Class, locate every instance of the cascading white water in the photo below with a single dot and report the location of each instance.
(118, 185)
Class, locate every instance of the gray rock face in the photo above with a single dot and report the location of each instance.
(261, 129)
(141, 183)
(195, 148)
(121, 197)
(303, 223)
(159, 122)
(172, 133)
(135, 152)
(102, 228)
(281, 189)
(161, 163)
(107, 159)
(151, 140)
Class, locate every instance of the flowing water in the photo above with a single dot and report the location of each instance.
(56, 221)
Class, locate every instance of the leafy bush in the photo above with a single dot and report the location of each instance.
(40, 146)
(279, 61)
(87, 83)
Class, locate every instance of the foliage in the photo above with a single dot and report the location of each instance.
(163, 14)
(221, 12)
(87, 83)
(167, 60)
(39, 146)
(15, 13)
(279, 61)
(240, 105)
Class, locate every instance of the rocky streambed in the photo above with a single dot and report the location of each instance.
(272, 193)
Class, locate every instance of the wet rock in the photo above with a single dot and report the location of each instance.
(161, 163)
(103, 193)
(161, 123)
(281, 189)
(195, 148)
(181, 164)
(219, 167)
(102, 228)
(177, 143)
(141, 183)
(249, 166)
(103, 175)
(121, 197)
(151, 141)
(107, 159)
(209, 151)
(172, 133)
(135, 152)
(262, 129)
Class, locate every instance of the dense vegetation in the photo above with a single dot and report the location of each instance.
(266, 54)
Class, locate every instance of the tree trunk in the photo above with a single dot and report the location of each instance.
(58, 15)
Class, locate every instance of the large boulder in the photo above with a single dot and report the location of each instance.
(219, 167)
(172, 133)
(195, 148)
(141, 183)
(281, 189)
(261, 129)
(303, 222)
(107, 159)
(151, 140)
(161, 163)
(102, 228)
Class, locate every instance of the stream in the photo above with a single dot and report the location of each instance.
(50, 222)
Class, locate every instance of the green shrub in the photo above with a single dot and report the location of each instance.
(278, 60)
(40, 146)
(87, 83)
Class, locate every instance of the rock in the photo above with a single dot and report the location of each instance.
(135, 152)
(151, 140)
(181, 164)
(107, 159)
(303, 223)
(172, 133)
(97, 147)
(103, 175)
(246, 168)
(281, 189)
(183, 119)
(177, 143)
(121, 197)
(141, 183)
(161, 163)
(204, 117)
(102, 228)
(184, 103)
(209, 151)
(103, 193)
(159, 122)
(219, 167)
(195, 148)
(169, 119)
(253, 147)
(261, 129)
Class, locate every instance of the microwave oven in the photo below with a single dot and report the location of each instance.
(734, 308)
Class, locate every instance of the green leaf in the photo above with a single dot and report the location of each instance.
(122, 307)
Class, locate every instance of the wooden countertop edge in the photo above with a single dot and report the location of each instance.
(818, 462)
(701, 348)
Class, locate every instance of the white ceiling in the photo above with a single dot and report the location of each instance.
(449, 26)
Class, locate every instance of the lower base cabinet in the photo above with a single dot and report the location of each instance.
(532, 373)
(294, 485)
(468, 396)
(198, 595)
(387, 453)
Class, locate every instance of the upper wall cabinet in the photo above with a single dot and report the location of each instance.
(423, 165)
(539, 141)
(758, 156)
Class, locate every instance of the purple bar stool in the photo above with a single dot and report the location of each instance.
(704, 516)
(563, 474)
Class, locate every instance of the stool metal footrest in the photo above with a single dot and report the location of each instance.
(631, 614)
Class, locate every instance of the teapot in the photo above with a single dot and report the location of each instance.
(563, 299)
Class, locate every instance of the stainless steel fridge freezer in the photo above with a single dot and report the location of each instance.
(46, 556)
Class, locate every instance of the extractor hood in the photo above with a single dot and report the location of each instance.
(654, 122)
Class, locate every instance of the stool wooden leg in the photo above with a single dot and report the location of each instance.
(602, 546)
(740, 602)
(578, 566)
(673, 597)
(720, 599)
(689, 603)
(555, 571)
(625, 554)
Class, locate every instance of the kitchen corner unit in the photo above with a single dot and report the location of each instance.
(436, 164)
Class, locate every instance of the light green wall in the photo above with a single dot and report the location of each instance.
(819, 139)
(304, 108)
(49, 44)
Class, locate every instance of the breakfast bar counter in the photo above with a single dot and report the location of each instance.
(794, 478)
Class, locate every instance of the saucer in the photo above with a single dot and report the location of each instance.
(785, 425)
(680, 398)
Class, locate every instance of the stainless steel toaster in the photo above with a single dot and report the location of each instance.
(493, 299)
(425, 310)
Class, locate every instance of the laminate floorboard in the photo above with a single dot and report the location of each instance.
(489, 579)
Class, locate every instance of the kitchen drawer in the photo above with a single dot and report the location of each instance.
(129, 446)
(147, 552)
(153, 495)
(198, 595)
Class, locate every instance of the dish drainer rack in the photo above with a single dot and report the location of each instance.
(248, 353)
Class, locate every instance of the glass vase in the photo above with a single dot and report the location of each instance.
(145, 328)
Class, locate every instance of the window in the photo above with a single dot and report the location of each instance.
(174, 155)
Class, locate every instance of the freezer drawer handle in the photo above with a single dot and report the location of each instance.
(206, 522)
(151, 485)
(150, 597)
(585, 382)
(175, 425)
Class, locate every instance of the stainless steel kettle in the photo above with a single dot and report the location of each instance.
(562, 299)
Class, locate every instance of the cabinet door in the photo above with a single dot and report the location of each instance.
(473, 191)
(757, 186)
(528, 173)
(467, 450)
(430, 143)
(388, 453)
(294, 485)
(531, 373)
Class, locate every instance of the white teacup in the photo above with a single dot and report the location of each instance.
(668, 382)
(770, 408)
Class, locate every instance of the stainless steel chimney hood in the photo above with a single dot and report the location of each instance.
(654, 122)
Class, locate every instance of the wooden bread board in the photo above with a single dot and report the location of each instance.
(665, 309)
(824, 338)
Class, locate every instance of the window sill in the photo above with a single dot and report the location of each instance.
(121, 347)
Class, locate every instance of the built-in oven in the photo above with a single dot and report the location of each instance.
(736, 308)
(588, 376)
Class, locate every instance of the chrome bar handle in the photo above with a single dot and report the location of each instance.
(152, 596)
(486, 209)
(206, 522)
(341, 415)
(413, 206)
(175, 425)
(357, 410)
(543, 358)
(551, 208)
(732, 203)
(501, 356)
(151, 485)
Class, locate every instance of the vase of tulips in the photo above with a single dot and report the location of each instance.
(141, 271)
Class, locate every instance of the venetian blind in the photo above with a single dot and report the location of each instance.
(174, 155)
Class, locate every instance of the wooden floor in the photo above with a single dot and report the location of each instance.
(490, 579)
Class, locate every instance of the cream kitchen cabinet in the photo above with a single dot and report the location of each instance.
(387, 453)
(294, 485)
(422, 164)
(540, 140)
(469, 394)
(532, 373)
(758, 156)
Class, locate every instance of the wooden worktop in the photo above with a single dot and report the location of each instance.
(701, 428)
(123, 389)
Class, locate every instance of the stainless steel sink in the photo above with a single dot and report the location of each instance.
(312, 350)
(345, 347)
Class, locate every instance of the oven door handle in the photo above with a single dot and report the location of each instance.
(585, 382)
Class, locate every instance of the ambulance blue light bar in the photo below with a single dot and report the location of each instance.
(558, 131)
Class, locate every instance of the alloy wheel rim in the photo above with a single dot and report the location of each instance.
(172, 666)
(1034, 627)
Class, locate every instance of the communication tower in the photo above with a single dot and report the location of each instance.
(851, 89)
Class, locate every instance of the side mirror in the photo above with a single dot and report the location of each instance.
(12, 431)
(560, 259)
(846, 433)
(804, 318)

**TASK DIRECTIONS:**
Return every record above exactly, line by line.

**TASK RESPONSE:**
Class, locate every instance of the cascading white water in the photo below with a single dot and report the location of each instance.
(118, 185)
Class, locate every instance of the gray rock face in the photo above with a single dot and report the location of each instance.
(261, 129)
(141, 183)
(195, 148)
(121, 197)
(303, 223)
(159, 122)
(172, 133)
(135, 152)
(102, 228)
(281, 189)
(161, 163)
(107, 159)
(151, 140)
Class, locate every instance of the flowing water in the photo above with a single dot and report the location of each instance.
(56, 221)
Class, locate every instance of the leafy bush in the photo above with a single dot and report the location of each instance.
(40, 146)
(279, 61)
(87, 83)
Class, locate every instance of the foliage in the photo above with a single dot and report the location of each instance.
(163, 14)
(221, 12)
(87, 83)
(167, 60)
(39, 146)
(15, 13)
(279, 61)
(240, 105)
Class, locate every instance of the rocky streambed in the photo above with a single dot and report the location of each instance.
(272, 193)
Class, locate every instance of the wet rock in the photo above with a single dot and report the location of each instance.
(161, 163)
(103, 193)
(161, 123)
(281, 189)
(195, 148)
(181, 164)
(219, 167)
(102, 228)
(177, 143)
(141, 183)
(249, 166)
(103, 175)
(121, 197)
(151, 141)
(107, 159)
(209, 151)
(172, 133)
(135, 152)
(262, 129)
Class, locate every instance of the dense vegetation in the photo above with a single dot and report the location of each instance.
(266, 54)
Class, locate every instance of the tree trunk in the photo above with a single dot and report the location of each instance.
(58, 15)
Class, locate every instance of the large boulder in the photo above with a single dot and report the location of each instance.
(219, 167)
(172, 133)
(195, 148)
(141, 183)
(281, 189)
(261, 129)
(303, 222)
(107, 159)
(151, 140)
(161, 163)
(102, 228)
Class, locate every instance of the stream in the photo above with a single dot and report the location of each instance.
(50, 222)
Class, locate every instance of the green shrub in the photo above with a single dot and report the location of each instance.
(278, 60)
(40, 146)
(87, 83)
Class, locate every instance of the rock in the photo above with a single dot and report the location of each instance.
(135, 152)
(151, 140)
(181, 164)
(107, 159)
(303, 223)
(172, 133)
(97, 147)
(103, 175)
(246, 168)
(281, 189)
(183, 119)
(177, 143)
(121, 197)
(141, 183)
(161, 163)
(204, 117)
(102, 228)
(184, 103)
(209, 151)
(103, 193)
(159, 122)
(219, 167)
(195, 148)
(169, 119)
(253, 147)
(261, 129)
Class, locate every instance of the microwave oven in the photo below with a single dot and report the location of each instance.
(734, 308)
Class, locate every instance of the green leaf in the photo above with a single dot and report the location of each instance.
(122, 307)
Class, locate every instance of the wooden countertop edge in the photo above with a single dot and report the location of each instance.
(818, 462)
(701, 348)
Class, locate every instance of the white ceiling in the photo above with a single dot and report the location of each instance.
(449, 26)
Class, locate every instance of the lower base cabinet in the photo above with a single dot and report the location of each instance.
(532, 373)
(294, 485)
(468, 396)
(198, 595)
(387, 453)
Class, locate every instance of the upper wall cabinet in the photo above with a single dot and report the location of each instance.
(423, 165)
(539, 141)
(758, 156)
Class, locate every instance of the purple bar stool in the photo above with a single dot and report the location of each instance.
(704, 516)
(563, 474)
Class, locate every instance of the stool metal footrest in the photo above with a single dot and report the location of each instance.
(631, 614)
Class, locate every instance of the teapot in the photo above with a single dot and report the location of each instance.
(563, 299)
Class, locate every instance of the stainless steel fridge freezer in the photo above with a single dot and report the location of each instance.
(46, 556)
Class, locate every instance of the extractor hood in the photo above with a single dot and report the location of each instance.
(654, 122)
Class, locate every instance of the stool wooden leg in the photo above with a single dot and report the location of each instance.
(602, 546)
(740, 602)
(578, 566)
(673, 597)
(720, 599)
(689, 603)
(555, 571)
(625, 554)
Class, locate every instance of the kitchen corner unit in the photo above with a single dot and report the location of each instance.
(436, 164)
Class, locate every instance of the light green wall in the photo above with a single dot and report the location of each instance.
(819, 139)
(304, 108)
(49, 44)
Class, locate every instance of the breakfast bar counter in the photo above with a single dot and report the location of each instance.
(794, 478)
Class, locate every instance of the saucer in the photo above with a single dot and report the location of each instance.
(785, 425)
(680, 398)
Class, locate every instance of the stainless steel toaster in the photo above with a single dot and report the location of each instance.
(493, 299)
(425, 310)
Class, locate every instance of the laminate floorboard in the photo above with a single dot and report the location of each instance.
(489, 579)
Class, locate every instance of the kitchen drawer in the photo above with a single dot and report the location of each instance.
(129, 446)
(147, 552)
(153, 495)
(198, 595)
Class, locate every instance of the dish drainer rack in the photo above with a single dot and report the location of each instance.
(248, 353)
Class, locate every instance of the glass vase in the photo above with a single dot and report the location of each instance.
(145, 328)
Class, locate every instance of the window in the photo above with a single dot and report the location of each instance.
(174, 155)
Class, locate every instance of the freezer drawer handle in the photo above with a single dot and report the location of each instance.
(206, 522)
(151, 485)
(150, 597)
(585, 382)
(175, 425)
Class, locate every instance of the stainless steel kettle in the photo above with a single dot and report the location of each instance.
(562, 299)
Class, locate every instance of the cabinet door in the photo above with a single dot and report the location of each instance.
(473, 191)
(757, 186)
(528, 173)
(467, 450)
(430, 143)
(388, 453)
(294, 485)
(531, 373)
Class, locate every instance of the white teacup in the photo above with a single dot and report the location of each instance.
(668, 382)
(770, 408)
Class, locate every instance of the stainless steel chimney hood in the photo above with a single dot and report the location of each instance.
(654, 122)
Class, locate every instance of the wooden bread board in the photo above with a single dot and report the location of each instance.
(665, 309)
(824, 338)
Class, locate every instance of the window sill in the photo above with a single dot and report the location of each instance.
(121, 347)
Class, locate every instance of the built-in oven in the photo above with a single dot and report the location of each instance.
(736, 308)
(588, 376)
Class, locate every instance of the chrome bar handle in the photo above with a single dot and report the location of each instance.
(152, 596)
(486, 209)
(206, 522)
(341, 415)
(413, 206)
(175, 425)
(357, 410)
(543, 358)
(551, 208)
(732, 203)
(501, 356)
(151, 485)
Class, locate every instance of the vase of tulips in the photo above with a single dot and report the location of each instance.
(141, 271)
Class, locate every instance of the venetian blind in the photo above with a single dot and report the location of each instance.
(174, 155)
Class, locate every instance of the wooden floor in the photo above with a single dot and report the location of each instance.
(490, 579)
Class, locate every instance of the cream kitchen cabinet in the photo above with a single dot and report the location of each instance.
(387, 453)
(294, 485)
(422, 164)
(540, 140)
(469, 394)
(532, 373)
(758, 156)
Class, locate every instance of the wooden worktop in the photo above with a single dot and report the location of each instance.
(701, 428)
(123, 389)
Class, locate every instance of the stainless steel sink in the photo above with a single dot and report the location of each instance.
(312, 350)
(345, 347)
Class, locate every instance of the oven door handle in the photo above with a single dot and report the location of each instance.
(585, 382)
Class, locate every instance of the ambulance blue light bar in the photo below with a single dot and report the location of each instance.
(558, 131)
Class, locate every instance of the alloy wheel rim in the photo above with a single dot and report the location of each instance.
(172, 666)
(1034, 627)
Class, locate every instance of the communication tower in the photo above with a single dot and report the location of each instance.
(851, 89)
Class, locate every instance of the side mirror in the photo above with a single dot and report the location of each instance.
(12, 431)
(560, 259)
(846, 433)
(804, 318)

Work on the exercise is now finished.